Retype every entry below word for word, without changing a single character.

# DATASET start

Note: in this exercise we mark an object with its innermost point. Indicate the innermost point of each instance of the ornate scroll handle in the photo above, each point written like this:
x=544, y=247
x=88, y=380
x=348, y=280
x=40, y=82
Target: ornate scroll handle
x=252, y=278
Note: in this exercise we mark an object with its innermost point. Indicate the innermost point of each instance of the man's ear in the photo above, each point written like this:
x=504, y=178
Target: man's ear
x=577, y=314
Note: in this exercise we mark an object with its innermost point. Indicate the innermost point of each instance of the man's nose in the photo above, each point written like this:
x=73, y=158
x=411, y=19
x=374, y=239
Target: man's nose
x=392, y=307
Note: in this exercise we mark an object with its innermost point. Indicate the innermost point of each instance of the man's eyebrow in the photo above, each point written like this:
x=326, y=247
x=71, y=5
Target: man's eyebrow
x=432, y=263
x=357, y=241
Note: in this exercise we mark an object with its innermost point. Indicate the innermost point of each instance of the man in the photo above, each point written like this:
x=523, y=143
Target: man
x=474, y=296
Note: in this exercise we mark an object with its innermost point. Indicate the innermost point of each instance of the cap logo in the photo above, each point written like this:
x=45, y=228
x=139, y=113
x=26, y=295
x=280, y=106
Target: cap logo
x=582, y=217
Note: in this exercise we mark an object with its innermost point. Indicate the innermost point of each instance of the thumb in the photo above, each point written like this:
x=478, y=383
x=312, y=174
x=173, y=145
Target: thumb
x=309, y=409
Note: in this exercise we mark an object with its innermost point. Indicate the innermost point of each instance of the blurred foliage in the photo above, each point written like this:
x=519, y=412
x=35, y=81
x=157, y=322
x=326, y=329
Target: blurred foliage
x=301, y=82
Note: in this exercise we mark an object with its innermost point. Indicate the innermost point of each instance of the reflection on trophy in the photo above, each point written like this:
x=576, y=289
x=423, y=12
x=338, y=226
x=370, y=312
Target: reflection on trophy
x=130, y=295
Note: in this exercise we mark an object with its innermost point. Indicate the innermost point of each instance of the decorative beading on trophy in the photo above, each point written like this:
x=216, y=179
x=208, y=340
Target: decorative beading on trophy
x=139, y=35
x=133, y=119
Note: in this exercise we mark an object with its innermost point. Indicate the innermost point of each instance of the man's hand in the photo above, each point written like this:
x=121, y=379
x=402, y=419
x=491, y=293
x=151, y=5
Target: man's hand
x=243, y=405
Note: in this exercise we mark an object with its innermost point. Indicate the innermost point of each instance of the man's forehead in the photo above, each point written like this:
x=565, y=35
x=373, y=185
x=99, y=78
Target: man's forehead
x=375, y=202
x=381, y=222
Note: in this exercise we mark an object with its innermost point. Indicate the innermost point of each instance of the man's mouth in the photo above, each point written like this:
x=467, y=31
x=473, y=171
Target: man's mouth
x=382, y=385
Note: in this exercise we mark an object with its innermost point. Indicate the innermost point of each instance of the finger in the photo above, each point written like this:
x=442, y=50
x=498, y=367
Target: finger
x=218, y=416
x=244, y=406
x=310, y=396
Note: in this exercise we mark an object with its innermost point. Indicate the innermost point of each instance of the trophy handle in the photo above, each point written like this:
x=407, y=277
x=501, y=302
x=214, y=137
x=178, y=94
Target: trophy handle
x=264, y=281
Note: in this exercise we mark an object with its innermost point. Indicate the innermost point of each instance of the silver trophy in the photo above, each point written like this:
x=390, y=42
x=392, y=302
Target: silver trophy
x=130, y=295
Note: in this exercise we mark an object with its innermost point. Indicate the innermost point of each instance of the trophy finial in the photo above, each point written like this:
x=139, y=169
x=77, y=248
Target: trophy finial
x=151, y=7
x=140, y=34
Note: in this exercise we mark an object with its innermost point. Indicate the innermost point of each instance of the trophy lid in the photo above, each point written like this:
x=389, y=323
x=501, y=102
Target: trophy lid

# DATASET end

> **SOLUTION FOR THIS EXERCISE**:
Note: in this exercise we mark an object with its innermost point. Indicate the innermost point of each instance of the ornate scroll handle in the photo above, each point written like this:
x=544, y=247
x=88, y=380
x=348, y=280
x=40, y=82
Target: ornate scroll handle
x=252, y=278
Note: in this exercise we mark an object with its innermost point. Indicate the innermost point of each instance of the man's ear in the photo above, each point written like this:
x=504, y=178
Target: man's ear
x=577, y=314
Note: in this exercise we mark an object with its innermost point. Indicate the innermost point of each instance of the man's nose in the photo above, each point written like this:
x=73, y=158
x=411, y=19
x=374, y=239
Target: man's nose
x=392, y=307
Note: in this exercise we mark an object with its innermost point. Indicate the innermost point of each instance of the man's eyebrow in the photo above, each point written like this:
x=326, y=247
x=71, y=5
Target: man's eyebrow
x=432, y=263
x=357, y=241
Note: in this exercise we mark an object with its innermost point. Indicate the innermost point of each instance of the man in the photo above, each point written like this:
x=523, y=143
Target: man
x=474, y=296
Note: in this exercise we mark an object with its innermost point. Indicate the innermost point of each instance of the cap logo in the photo above, each point written like this:
x=45, y=228
x=139, y=113
x=26, y=295
x=280, y=106
Target: cap logo
x=582, y=217
Note: in this exercise we mark an object with its innermost point. Indicate the innermost point of each instance of the thumb in the photo above, each point written like this:
x=478, y=383
x=312, y=174
x=173, y=145
Target: thumb
x=309, y=409
Note: in this exercise we mark an object with its innermost point. Indicate the innermost point of each instance of the blurred foliage in the photo above, each point written like this:
x=519, y=412
x=35, y=81
x=157, y=322
x=326, y=329
Target: blurred foliage
x=301, y=82
Note: in this exercise we mark an object with its innermost point. Indicate the innermost point of each instance of the reflection on trophy in the photo above, each point written like this:
x=576, y=289
x=423, y=12
x=338, y=226
x=370, y=312
Target: reflection on trophy
x=130, y=295
Note: in this exercise we mark an object with its innermost point. Indicate the innermost point of each instance of the decorative beading on trophy in the photo above, each point written like this:
x=216, y=179
x=208, y=340
Target: decorative beading on trophy
x=139, y=35
x=133, y=119
Note: in this exercise we mark an object with its innermost point. Indicate the innermost point of each instance of the man's hand in the photo above, each point written like this:
x=121, y=379
x=402, y=419
x=491, y=293
x=151, y=5
Target: man's hand
x=243, y=405
Note: in this exercise we mark an object with its innermost point. Indicate the innermost point of each instance of the man's forehead in the photo above, each point written like this:
x=565, y=35
x=373, y=185
x=99, y=78
Target: man's forehead
x=375, y=202
x=381, y=222
Note: in this exercise we mark an object with its innermost point. Indicate the innermost point of each instance of the man's mouth in the photo above, each point written like this:
x=467, y=31
x=473, y=171
Target: man's mouth
x=382, y=385
Note: in this exercise we mark an object with its innermost point. Indicate the innermost point of each instance of the finger in the photo above, each point written like this:
x=442, y=50
x=498, y=367
Target: finger
x=218, y=416
x=244, y=406
x=310, y=396
Note: in this exercise we mark an object with its innermost point. Indicate the innermost point of each instance of the trophy handle in the photo above, each point written like this:
x=407, y=277
x=501, y=302
x=214, y=137
x=178, y=94
Target: trophy handle
x=264, y=281
Note: in this exercise we mark an object with its innermost point. Indicate the innermost point of each instance of the silver trophy in the photo above, each point written like this:
x=390, y=42
x=392, y=302
Target: silver trophy
x=130, y=295
Note: in this exercise we mark an object with its innermost point. Indicate the innermost point of each instance of the trophy finial in the photo above, each point written like this:
x=139, y=169
x=77, y=248
Target: trophy finial
x=151, y=7
x=140, y=34
Note: in this exercise we mark an object with its innermost point. Indicate the innermost point of each instance of the trophy lid in the photo above, each point written like this:
x=389, y=323
x=501, y=102
Target: trophy lid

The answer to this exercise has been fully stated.